▸ **Document passage**
****

Many Japanese people opposed the process of Han unification, or collapsing most of the Han characters common to CJKV languages into a single set of code points. The unified Han characters tended to appeal more to Chinese speakers than Japanese speakers. The people involved in Han unification (primarily Westerners) tended to collapse characters that were similar, but not identical, across Asian languages. In the early days of Unicode, rendering software would get confused and display similar, but incorrect, glyphs for the Han-unified characters. This was at best disconcerting; at worst, offensive.

There are technical solutions to all of these problems today, but Unicode was a slow starter in Japan. Other character sets such as Shift_JIS gained more currency in Japan at the time, which actually may have contributed somewhat to the problem; having more extant character sets leads to more conversion issues. [76]

Ruby 1.9 will support multilingualization (m17n). Rather than a built-in Unicode assumption, Ruby 1.9 will support interoperability between multiple character sets. This is more flexible than assuming that all string literals are Unicode, and it is a more general approach to character set handling. To use UTF-8 for all string and regex literals, the following pragma can be used:

	# coding: utf-8

In lieu of complete multibyte character support in Ruby 1.8, Rails has created a workaround. We touched on this solution, ActiveSupport::Multibyte, back in Chapter 2. Here, we will explore it in more detail.

****

▸ **Material supplied**

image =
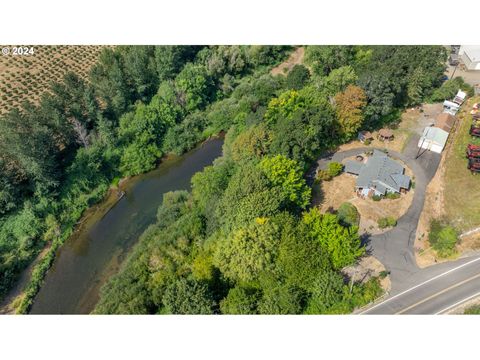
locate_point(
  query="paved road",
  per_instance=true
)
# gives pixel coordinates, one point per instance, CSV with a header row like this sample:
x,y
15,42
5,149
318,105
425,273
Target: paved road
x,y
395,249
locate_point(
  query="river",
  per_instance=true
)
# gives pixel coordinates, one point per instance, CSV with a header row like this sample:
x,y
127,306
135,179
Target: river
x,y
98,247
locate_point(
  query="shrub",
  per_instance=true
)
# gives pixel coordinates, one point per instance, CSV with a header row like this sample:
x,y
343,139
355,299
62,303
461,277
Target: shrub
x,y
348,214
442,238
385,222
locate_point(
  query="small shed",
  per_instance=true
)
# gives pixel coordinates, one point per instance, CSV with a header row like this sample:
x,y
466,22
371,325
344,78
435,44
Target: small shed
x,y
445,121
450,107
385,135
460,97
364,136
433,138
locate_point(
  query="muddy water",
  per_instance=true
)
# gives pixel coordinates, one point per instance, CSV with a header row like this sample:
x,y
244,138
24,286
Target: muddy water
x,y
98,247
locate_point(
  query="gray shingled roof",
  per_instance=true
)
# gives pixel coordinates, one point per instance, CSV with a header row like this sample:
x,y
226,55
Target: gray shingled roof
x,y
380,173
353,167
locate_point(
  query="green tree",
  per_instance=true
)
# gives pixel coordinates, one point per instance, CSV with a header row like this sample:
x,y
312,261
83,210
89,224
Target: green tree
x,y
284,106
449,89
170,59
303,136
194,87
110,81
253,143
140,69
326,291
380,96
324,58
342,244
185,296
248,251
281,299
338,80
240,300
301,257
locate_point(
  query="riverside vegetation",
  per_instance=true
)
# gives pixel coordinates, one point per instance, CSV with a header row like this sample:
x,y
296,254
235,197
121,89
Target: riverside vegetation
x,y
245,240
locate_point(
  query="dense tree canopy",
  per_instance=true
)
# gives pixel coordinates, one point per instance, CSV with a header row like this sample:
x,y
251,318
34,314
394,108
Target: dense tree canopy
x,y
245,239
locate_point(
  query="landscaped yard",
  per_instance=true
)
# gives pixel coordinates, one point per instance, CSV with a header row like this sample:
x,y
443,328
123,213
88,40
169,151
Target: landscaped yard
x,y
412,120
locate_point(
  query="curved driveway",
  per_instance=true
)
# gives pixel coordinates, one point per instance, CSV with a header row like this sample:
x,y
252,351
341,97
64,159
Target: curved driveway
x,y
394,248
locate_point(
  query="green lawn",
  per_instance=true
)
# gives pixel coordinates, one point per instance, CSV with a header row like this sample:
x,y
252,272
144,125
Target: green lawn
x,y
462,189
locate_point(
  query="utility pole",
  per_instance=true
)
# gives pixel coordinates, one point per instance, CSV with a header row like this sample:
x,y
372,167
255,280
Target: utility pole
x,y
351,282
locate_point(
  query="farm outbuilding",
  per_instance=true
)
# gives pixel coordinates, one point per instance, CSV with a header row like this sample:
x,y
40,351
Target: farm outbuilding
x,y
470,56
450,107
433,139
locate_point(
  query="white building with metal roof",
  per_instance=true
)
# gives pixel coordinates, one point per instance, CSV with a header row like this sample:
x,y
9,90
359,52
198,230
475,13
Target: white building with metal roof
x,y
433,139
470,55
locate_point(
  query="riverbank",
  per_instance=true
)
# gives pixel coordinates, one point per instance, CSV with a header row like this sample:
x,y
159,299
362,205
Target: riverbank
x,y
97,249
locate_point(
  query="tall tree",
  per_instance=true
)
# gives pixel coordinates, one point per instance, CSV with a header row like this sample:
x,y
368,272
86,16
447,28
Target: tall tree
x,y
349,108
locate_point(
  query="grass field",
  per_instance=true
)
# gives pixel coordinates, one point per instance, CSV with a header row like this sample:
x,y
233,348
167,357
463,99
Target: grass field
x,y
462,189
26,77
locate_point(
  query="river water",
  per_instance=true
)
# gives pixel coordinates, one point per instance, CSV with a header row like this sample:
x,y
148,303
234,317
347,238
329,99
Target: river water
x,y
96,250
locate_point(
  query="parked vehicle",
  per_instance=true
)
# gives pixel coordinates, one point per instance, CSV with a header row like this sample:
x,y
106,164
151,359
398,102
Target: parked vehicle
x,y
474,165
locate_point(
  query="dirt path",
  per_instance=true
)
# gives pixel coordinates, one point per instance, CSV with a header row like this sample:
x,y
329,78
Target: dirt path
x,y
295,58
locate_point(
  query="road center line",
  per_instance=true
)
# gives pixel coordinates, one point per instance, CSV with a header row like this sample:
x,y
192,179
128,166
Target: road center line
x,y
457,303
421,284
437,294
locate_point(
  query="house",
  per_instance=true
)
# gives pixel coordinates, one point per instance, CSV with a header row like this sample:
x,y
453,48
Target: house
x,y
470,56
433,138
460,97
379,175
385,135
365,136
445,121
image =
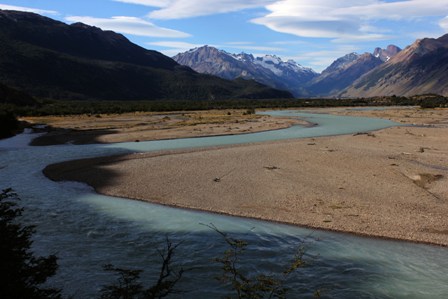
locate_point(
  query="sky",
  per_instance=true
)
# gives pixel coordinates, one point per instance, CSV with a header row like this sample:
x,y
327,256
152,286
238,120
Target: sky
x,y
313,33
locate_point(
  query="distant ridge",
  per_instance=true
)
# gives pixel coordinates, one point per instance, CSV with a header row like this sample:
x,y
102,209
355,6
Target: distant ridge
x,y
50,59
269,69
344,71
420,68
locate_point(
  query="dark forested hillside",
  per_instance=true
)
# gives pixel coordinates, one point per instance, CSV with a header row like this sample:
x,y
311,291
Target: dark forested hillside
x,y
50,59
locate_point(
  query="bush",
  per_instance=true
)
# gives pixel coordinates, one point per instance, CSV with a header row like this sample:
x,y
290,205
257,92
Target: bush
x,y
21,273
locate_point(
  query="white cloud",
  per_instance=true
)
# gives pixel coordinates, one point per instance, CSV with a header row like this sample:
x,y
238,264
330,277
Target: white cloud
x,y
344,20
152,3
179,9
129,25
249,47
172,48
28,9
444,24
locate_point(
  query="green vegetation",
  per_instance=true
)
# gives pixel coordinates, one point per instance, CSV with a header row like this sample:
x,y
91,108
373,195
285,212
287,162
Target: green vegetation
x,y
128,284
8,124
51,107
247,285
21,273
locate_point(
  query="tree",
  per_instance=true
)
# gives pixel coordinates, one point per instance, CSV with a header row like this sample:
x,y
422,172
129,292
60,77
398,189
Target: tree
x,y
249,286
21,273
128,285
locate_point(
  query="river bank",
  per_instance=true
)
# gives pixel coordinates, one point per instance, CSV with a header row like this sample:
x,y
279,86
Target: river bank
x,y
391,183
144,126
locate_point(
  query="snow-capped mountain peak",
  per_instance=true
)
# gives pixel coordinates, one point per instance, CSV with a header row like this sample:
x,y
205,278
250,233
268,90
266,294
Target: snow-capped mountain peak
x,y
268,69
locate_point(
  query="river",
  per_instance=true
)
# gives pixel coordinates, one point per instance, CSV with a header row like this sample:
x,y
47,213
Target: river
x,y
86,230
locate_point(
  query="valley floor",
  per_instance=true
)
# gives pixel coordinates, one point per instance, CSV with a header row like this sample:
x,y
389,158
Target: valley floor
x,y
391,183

****

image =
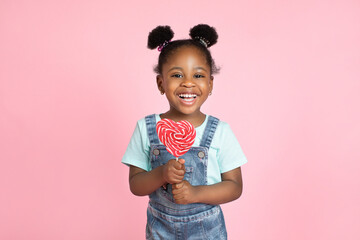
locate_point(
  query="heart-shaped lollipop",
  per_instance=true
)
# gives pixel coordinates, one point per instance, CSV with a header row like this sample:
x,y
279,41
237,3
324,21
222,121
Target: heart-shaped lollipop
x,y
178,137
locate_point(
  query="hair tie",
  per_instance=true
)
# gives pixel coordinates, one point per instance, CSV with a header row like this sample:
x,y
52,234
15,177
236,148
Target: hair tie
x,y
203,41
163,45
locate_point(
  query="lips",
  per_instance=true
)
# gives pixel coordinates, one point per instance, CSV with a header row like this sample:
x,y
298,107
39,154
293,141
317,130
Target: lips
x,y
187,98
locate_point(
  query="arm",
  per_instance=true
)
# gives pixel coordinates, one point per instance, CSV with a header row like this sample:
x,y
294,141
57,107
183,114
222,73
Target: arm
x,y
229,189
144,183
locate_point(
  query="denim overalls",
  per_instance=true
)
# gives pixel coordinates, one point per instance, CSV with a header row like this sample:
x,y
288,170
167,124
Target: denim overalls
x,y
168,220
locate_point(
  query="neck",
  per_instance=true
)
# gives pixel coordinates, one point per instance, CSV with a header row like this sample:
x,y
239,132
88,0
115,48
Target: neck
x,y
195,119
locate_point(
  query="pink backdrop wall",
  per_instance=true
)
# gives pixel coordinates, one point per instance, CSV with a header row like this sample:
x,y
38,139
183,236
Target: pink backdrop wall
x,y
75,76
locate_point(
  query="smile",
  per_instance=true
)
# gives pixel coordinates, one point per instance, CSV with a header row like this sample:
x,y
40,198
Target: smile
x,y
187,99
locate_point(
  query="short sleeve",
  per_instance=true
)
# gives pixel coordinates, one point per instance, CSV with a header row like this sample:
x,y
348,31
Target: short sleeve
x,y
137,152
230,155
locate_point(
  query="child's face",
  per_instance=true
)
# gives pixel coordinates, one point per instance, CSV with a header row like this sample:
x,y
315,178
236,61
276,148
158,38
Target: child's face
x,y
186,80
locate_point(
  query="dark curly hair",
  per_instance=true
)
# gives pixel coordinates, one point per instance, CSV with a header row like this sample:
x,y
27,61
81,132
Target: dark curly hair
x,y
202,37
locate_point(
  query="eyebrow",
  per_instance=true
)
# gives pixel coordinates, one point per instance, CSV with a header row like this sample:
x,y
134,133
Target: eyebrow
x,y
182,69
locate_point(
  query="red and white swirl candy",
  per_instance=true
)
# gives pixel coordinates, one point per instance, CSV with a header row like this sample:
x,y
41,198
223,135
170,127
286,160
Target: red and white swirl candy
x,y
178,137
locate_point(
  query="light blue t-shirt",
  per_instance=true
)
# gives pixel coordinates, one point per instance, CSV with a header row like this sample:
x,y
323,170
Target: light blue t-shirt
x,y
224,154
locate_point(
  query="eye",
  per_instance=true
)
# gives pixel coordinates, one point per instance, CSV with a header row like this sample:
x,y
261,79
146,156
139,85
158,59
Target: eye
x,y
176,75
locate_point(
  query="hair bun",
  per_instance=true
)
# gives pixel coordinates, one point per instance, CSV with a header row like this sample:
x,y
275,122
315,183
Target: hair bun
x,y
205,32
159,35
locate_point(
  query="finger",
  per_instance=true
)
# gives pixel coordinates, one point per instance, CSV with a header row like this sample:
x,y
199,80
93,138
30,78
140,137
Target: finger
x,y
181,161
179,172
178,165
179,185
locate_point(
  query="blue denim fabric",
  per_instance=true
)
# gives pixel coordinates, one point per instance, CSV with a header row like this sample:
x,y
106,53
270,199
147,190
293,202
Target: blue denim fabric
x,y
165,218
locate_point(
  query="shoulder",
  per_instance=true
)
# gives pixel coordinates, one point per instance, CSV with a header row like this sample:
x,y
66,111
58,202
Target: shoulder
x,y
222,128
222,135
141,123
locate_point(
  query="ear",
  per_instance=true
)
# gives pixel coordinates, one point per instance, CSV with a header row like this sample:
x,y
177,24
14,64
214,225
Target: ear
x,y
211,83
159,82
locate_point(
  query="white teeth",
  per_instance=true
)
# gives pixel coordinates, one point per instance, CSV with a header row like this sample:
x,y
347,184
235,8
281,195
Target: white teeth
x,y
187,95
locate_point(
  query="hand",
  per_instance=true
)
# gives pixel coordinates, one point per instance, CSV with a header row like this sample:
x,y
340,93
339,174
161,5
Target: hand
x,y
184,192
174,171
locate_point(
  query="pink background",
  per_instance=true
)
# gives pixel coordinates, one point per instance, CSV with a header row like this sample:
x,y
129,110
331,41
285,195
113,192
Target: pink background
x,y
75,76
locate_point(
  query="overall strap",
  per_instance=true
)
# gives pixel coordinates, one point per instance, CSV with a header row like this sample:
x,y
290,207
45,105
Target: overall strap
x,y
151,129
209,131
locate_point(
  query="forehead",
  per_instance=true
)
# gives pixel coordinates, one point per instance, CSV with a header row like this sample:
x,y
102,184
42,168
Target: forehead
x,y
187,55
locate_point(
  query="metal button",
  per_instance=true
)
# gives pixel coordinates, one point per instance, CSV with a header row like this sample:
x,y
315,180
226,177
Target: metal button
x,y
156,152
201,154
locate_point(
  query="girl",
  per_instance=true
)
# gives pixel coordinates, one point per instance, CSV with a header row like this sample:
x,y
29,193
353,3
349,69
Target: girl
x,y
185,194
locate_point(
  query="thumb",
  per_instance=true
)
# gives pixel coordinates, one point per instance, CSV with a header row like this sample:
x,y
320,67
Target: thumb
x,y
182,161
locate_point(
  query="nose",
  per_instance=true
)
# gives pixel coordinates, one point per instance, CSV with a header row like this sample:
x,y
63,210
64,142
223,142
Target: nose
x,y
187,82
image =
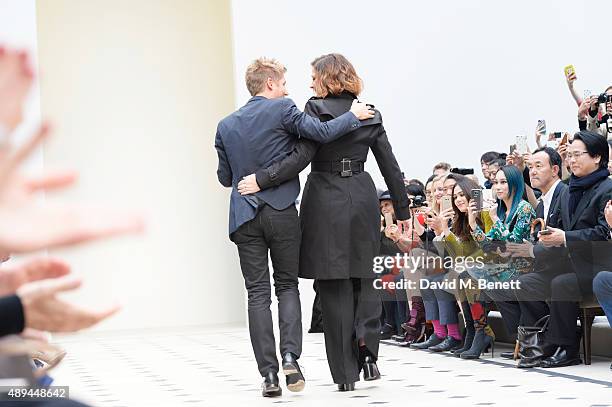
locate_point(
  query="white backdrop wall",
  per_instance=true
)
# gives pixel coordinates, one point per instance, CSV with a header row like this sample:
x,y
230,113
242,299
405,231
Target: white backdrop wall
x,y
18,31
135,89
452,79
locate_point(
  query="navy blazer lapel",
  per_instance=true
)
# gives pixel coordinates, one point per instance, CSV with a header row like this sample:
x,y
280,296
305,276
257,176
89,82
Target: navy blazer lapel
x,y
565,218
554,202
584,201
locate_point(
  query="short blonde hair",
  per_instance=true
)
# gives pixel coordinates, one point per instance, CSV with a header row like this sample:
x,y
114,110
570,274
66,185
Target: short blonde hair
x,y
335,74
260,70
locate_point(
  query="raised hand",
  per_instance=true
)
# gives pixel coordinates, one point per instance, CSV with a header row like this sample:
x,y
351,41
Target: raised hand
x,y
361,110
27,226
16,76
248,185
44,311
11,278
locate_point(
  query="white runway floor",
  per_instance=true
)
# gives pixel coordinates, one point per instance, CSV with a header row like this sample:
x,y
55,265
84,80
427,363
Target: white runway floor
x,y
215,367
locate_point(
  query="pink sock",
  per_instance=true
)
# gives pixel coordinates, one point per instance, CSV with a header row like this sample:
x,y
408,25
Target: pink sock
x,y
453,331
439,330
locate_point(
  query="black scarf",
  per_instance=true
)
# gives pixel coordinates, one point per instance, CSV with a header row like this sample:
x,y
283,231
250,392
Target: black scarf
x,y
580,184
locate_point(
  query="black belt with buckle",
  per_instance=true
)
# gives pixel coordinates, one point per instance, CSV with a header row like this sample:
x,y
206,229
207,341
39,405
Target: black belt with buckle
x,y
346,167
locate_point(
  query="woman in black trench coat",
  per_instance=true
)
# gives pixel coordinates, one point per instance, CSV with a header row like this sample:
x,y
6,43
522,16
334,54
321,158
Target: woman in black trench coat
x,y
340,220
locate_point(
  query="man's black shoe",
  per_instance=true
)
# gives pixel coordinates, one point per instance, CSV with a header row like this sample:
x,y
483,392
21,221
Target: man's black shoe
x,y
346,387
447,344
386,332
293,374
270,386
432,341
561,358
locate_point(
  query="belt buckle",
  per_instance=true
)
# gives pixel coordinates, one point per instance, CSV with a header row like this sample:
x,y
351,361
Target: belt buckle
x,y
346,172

****

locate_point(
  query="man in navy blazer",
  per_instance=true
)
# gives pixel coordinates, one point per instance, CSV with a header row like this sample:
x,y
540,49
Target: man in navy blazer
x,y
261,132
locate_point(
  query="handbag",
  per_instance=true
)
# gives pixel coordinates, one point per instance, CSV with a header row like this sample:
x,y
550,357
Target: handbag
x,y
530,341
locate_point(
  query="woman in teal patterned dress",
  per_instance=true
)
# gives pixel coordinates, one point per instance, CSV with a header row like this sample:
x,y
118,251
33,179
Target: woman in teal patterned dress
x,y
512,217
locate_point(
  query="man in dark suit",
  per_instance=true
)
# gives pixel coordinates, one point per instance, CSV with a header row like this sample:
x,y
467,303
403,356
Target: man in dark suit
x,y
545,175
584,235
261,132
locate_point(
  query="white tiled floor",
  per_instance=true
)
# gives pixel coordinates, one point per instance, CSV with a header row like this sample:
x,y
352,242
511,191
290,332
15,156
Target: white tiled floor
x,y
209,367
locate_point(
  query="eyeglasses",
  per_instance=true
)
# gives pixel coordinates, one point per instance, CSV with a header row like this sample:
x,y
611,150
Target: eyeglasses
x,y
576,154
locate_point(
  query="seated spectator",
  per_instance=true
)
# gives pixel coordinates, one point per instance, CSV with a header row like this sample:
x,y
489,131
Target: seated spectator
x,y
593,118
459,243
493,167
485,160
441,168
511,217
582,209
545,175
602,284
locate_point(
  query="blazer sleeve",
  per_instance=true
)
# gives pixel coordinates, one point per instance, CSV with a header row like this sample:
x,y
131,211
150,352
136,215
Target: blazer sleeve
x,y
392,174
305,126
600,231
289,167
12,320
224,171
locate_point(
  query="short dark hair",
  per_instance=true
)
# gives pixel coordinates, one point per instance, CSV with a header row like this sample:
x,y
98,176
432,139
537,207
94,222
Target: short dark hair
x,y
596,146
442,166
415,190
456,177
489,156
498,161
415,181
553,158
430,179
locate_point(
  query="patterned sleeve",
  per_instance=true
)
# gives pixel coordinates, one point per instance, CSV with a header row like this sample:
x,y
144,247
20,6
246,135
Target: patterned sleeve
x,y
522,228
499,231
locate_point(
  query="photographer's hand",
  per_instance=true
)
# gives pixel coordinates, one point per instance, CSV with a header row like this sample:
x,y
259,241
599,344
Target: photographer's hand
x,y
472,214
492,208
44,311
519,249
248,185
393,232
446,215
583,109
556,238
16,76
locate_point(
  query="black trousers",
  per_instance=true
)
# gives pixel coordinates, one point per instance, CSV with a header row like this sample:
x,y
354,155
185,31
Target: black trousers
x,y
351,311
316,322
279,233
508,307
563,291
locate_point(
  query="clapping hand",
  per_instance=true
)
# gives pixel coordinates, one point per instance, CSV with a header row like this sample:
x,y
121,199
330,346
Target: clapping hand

****

▸ **Required actions**
1. Quote the character-set passage from "# coding: utf-8" up to and including "in more detail.".
2. Translate this sentence from the character-set passage into Spanish: "The unified Han characters tended to appeal more to Chinese speakers than Japanese speakers."
The records have no connection to the character-set passage.

▸ **Answers provided**
1.
# coding: utf-8

In lieu of complete multibyte character support in Ruby 1.8, Rails has created a workaround. We touched on this solution, ActiveSupport::Multibyte, back in Chapter 2. Here, we will explore it in more detail.

2. Los caracteres Han unificados solían resultar más atractivos para los hablantes de chino que para los hablantes de japonés.